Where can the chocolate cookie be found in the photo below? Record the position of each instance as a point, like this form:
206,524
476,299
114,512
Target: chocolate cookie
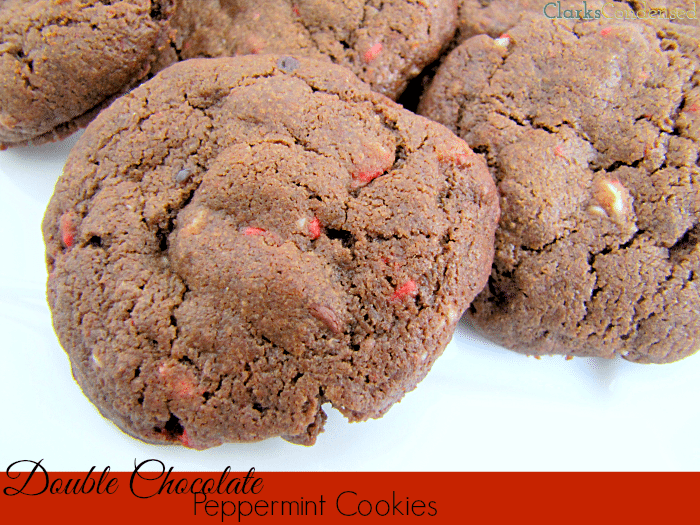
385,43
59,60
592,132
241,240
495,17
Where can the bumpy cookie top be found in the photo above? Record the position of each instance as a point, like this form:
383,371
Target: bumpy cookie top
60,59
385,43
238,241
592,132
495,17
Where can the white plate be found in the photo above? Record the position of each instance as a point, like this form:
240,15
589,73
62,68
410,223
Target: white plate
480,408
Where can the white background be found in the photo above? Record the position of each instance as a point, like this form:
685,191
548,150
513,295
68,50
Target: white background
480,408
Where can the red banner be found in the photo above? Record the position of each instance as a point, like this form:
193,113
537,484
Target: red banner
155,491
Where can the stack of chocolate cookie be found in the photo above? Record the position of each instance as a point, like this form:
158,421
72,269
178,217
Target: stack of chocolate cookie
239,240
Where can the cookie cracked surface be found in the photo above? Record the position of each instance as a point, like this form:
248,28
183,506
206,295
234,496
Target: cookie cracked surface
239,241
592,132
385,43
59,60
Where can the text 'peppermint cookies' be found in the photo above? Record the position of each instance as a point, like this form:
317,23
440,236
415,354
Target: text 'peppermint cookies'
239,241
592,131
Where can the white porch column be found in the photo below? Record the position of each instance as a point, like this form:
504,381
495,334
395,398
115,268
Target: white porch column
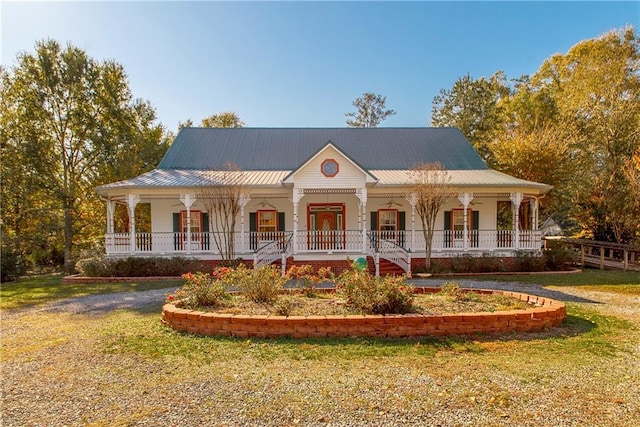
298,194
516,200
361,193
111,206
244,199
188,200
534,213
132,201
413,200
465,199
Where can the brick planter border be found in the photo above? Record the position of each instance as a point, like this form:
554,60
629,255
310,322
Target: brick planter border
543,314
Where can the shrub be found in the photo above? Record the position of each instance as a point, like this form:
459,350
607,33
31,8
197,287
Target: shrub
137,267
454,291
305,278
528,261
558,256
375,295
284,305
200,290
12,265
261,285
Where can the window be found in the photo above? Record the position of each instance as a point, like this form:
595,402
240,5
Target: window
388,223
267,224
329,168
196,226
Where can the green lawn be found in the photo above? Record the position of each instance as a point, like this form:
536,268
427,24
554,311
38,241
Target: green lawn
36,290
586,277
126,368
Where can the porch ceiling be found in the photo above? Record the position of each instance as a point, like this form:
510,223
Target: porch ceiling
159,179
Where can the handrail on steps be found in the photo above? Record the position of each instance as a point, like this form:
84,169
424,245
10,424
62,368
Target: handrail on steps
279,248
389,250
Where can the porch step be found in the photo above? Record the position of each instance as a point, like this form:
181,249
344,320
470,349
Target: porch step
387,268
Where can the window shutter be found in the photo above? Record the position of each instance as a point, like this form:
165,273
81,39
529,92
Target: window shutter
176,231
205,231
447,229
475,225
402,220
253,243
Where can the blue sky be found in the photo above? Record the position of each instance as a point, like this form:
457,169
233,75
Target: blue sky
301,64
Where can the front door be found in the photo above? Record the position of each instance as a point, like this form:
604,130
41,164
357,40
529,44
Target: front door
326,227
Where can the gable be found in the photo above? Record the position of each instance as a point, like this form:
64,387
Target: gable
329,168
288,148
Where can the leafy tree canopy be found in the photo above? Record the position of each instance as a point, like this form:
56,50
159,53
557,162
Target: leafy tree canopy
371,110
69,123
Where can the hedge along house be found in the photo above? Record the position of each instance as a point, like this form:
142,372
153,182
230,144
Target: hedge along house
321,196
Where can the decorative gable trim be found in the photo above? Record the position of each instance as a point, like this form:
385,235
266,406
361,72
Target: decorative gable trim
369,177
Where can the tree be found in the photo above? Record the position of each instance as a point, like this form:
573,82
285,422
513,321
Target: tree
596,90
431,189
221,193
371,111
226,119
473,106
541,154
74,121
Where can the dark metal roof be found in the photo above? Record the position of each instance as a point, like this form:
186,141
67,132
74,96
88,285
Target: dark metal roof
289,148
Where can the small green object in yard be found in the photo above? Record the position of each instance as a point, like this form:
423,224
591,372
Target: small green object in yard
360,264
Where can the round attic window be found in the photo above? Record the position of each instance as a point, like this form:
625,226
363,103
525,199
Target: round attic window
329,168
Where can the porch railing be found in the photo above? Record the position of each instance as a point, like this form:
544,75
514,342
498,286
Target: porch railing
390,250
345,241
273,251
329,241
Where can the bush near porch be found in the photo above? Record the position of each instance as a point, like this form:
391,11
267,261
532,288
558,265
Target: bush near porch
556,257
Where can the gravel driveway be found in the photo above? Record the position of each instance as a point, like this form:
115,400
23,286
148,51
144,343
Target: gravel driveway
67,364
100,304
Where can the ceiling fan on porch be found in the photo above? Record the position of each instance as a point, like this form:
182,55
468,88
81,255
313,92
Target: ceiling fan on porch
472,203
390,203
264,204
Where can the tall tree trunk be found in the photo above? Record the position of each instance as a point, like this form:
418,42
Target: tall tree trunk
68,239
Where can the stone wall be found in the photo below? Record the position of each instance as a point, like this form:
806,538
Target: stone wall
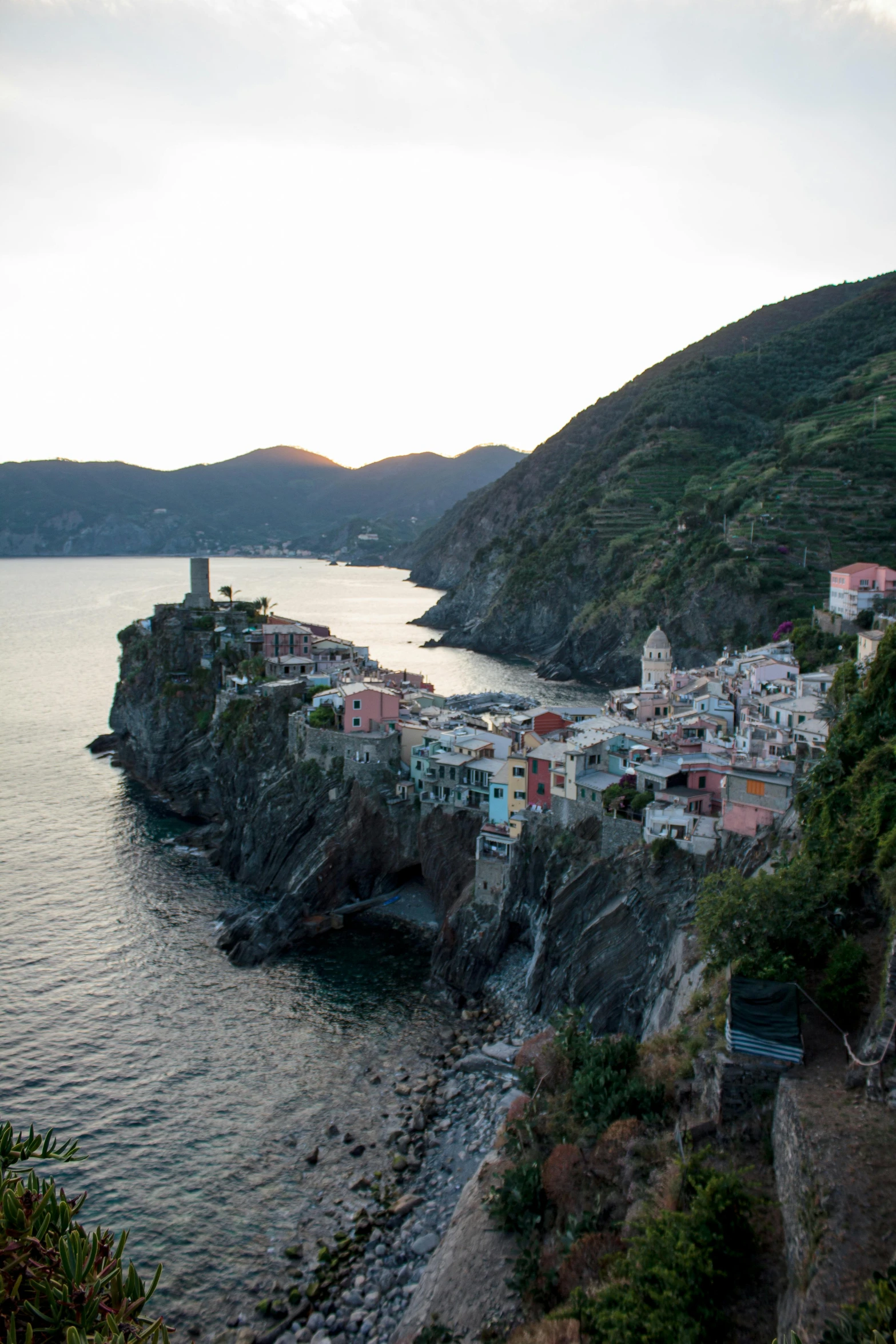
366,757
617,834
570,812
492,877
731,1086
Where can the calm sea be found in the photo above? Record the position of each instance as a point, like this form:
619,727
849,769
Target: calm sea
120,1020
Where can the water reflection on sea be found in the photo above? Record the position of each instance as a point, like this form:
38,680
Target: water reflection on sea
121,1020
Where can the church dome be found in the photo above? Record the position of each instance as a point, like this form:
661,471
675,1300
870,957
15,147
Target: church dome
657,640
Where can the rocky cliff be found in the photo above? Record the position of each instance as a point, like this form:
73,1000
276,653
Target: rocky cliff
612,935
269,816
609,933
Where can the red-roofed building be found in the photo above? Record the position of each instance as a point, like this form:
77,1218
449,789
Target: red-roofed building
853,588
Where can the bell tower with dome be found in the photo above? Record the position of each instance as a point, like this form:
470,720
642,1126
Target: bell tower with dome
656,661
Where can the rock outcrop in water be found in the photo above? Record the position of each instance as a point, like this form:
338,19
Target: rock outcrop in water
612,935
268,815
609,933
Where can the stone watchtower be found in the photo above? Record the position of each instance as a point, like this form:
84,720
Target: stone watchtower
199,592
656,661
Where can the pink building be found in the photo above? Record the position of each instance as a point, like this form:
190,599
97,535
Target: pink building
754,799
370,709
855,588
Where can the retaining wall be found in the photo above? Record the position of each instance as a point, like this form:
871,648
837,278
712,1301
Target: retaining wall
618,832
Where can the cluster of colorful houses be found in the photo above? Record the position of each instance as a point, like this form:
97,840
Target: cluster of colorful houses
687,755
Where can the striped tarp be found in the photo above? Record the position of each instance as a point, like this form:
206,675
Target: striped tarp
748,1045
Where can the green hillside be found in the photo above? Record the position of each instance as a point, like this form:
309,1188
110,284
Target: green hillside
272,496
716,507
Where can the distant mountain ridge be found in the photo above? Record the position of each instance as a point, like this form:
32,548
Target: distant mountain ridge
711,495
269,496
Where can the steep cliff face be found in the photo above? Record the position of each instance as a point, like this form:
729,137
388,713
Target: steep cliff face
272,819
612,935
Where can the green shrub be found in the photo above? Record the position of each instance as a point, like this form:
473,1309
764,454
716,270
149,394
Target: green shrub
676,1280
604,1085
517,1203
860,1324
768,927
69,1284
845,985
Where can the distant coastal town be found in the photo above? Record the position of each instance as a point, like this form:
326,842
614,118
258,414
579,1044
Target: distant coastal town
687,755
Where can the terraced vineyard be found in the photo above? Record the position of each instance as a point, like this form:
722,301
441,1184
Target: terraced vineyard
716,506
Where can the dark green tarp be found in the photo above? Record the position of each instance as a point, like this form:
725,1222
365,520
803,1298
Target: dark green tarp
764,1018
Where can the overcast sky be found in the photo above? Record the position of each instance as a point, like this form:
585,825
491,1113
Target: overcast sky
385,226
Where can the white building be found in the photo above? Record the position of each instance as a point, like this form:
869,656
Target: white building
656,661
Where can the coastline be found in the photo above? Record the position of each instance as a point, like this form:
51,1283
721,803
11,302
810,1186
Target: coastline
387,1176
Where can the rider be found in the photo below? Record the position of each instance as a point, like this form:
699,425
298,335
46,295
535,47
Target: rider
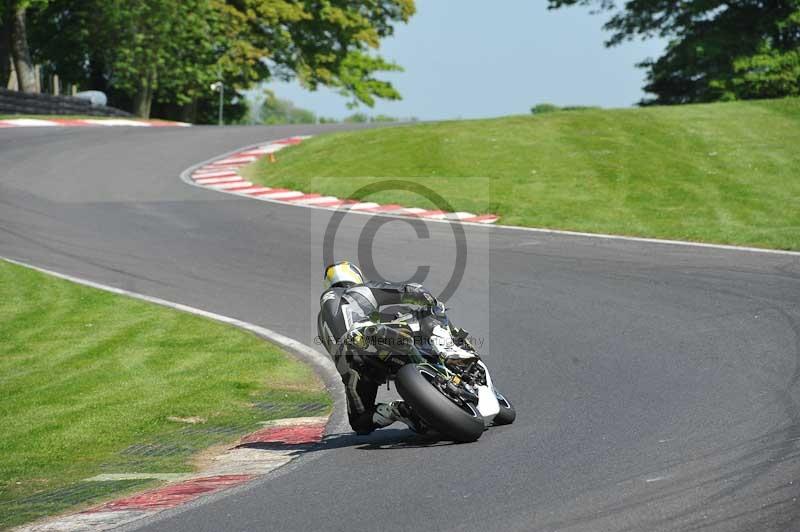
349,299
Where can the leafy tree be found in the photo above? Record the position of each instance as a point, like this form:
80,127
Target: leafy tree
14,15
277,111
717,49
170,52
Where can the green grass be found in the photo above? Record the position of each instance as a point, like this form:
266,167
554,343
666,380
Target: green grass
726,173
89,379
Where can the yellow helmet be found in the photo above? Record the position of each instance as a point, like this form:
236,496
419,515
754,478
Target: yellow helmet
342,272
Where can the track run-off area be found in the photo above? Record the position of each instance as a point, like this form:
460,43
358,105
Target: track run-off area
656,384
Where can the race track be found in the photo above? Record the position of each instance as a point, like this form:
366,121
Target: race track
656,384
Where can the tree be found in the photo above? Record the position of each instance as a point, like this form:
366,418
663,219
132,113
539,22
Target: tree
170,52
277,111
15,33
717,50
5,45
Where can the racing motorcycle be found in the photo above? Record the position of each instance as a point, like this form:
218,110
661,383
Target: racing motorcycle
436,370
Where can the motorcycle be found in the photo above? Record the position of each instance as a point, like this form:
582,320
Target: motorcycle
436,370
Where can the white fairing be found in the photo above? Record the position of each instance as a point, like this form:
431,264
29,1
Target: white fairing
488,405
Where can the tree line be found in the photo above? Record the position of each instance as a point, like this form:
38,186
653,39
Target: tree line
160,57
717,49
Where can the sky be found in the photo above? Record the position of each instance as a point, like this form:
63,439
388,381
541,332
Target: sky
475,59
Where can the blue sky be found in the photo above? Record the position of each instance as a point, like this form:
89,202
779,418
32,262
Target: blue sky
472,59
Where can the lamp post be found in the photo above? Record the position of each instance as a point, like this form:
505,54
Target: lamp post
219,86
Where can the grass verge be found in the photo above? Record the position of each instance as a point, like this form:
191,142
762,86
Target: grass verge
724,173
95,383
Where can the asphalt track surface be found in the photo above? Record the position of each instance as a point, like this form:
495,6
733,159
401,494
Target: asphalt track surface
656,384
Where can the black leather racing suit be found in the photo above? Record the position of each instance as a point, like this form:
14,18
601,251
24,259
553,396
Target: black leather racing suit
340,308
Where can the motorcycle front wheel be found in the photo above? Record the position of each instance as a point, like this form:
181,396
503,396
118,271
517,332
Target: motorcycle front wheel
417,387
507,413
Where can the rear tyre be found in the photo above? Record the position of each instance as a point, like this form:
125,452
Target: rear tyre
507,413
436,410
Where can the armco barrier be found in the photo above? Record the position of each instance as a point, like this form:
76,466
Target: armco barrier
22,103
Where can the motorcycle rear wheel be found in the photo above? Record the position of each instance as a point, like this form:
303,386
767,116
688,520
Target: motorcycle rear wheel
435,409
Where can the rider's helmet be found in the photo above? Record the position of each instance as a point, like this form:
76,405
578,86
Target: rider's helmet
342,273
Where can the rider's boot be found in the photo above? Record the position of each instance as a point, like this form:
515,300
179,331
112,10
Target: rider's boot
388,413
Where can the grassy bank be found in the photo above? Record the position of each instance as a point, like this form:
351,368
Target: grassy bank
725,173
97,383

--

→ The request
Everything from the line containing "Where can the grass verge" through the last line of the records must be given again exactly; leave out all other lines.

→ Exercise answer
Where can the grass verge be found in the photo above? Record the position of each instance as a point, like this form:
191,142
762,86
Target: grass verge
724,173
95,383
Where can the asphalt track surface be found in the photo above? Record the position of each instance as a point, like this form:
495,6
733,159
401,494
Target: asphalt track surface
656,384
Where can the black leather racing suit be found in the photo above? Record the position of each instance as a point, like this form:
14,18
601,251
24,259
553,396
Target: black leather racing suit
340,308
Where can the motorcycle front wheel be found in the photo above? Record the position of each instance as a point, like this form:
181,396
503,396
118,271
517,332
Target: motorcycle front wheel
417,387
507,413
Where can the rear tyre be found in the photo above? Record the position of each instance as a point, like this form:
125,452
Target: rear tyre
507,413
436,410
Where can the armco barrier be found in the photo above? Record the position of each instance as a point, like this form:
76,466
Target: armco barrier
22,103
Where can the motorcycle rear wheel be found in the photo above? Record the position of each instance as a point, like this form:
303,386
767,116
688,520
Target: motorcycle rear wheel
435,409
Where can the rider's helmet be found in the photo above? Record the position of each instance as a point, like this form:
76,405
578,86
Target: rider's helmet
342,273
Where can the rider's boot be found in the photo above? Record the position of each instance as a point, like this form:
515,300
179,331
112,10
Target: rider's boot
388,413
Where can the grassy bank be found in the photo above? Record the position of each instance as a point, like this form:
351,368
Target: grassy bank
725,173
97,383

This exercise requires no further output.